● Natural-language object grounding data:
○ ○ ○

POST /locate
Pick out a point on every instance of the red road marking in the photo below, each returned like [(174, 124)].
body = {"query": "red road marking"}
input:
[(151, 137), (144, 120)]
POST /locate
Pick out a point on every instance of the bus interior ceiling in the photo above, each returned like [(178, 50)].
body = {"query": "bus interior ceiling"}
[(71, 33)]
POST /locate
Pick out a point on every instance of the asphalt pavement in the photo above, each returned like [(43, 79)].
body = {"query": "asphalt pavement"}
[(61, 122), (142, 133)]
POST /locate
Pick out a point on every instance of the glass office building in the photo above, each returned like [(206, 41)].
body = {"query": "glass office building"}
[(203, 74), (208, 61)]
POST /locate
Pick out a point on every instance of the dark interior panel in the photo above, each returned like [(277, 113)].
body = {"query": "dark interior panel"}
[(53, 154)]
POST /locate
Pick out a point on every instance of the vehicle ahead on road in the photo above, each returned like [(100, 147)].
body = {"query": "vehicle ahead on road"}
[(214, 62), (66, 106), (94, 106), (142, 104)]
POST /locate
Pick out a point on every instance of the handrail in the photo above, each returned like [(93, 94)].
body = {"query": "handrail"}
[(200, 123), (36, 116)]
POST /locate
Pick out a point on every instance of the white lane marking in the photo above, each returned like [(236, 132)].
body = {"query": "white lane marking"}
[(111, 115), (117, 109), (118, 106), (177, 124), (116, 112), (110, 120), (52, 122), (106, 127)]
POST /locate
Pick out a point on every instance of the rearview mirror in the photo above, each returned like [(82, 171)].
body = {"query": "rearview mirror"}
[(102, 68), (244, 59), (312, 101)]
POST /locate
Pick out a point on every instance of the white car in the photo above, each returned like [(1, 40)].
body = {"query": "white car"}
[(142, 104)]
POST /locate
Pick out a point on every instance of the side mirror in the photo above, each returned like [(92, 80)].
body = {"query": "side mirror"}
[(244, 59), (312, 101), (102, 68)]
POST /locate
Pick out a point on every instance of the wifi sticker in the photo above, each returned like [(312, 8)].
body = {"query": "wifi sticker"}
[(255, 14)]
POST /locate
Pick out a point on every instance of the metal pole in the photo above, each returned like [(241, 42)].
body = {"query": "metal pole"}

○ ○ ○

● Assignment: Without changing a word, print all of the entries above.

● Task result:
POST /locate
Pick out a point on every instance of the red road marking in the photo below, each returned like [(174, 124)].
body = {"query": "red road marking"}
input:
[(151, 137), (144, 120)]
POST /locate
Pick out a point on every instance of the bus interior ceiling in the photo above, each returned like [(178, 50)].
body = {"query": "bus interior ceiling"}
[(71, 33)]
POST /locate
Pick out a point on every instance of the asphalt pavement in the photo above, each returned like [(43, 79)].
body = {"query": "asphalt pavement"}
[(61, 122), (142, 133)]
POST /locate
Pick out a point on every instance of the glass office building in the photo above, each returned like [(206, 41)].
body = {"query": "glass office building"}
[(203, 74), (208, 61)]
POST /locate
Pick out a point on every instance of the dark interior panel in the photo above, each returned like [(277, 113)].
body = {"query": "dark interior panel"}
[(53, 154)]
POST /locate
Pick out a point on every instance of the vehicle ahead on road in the photo above, each returned like [(100, 147)].
body = {"query": "vehicle ahead on road"}
[(214, 62), (66, 106), (94, 106), (142, 104)]
POST /locate
Pick out a point on every instance of the handrail in the photo above, each returned like [(93, 94)].
body = {"query": "handrail"}
[(200, 123), (36, 116)]
POST /locate
Pick out a point on every instance of the white lane marking in the photo above, each returned like [(236, 132)].
body = {"query": "white lane marking"}
[(111, 115), (117, 109), (118, 106), (177, 124), (116, 112), (110, 120), (52, 122), (106, 127)]
POST /locate
Pick out a point on every instance of the rearview mirror in the photo above, each returned like [(82, 171)].
body = {"query": "rearview mirror"}
[(102, 68), (244, 59), (312, 101)]
POST /locate
Pick out a point on every instance of the white car in the photo above, each returned like [(1, 40)].
body = {"query": "white car"}
[(142, 104)]
POST /locate
Pick out a point on every instance of the side mirror in the photo above, each returned like [(92, 80)].
body = {"query": "side mirror"}
[(244, 59), (312, 101), (102, 68)]
POST /locate
Pick out a point on every instance of the wifi sticker in the photo above, each returned like [(312, 8)].
body = {"query": "wifi sticker"}
[(255, 14)]
POST /locate
Pick out a point on every instance of the metal pole in the photo above, each returned like [(241, 42)].
body = {"query": "metal pole"}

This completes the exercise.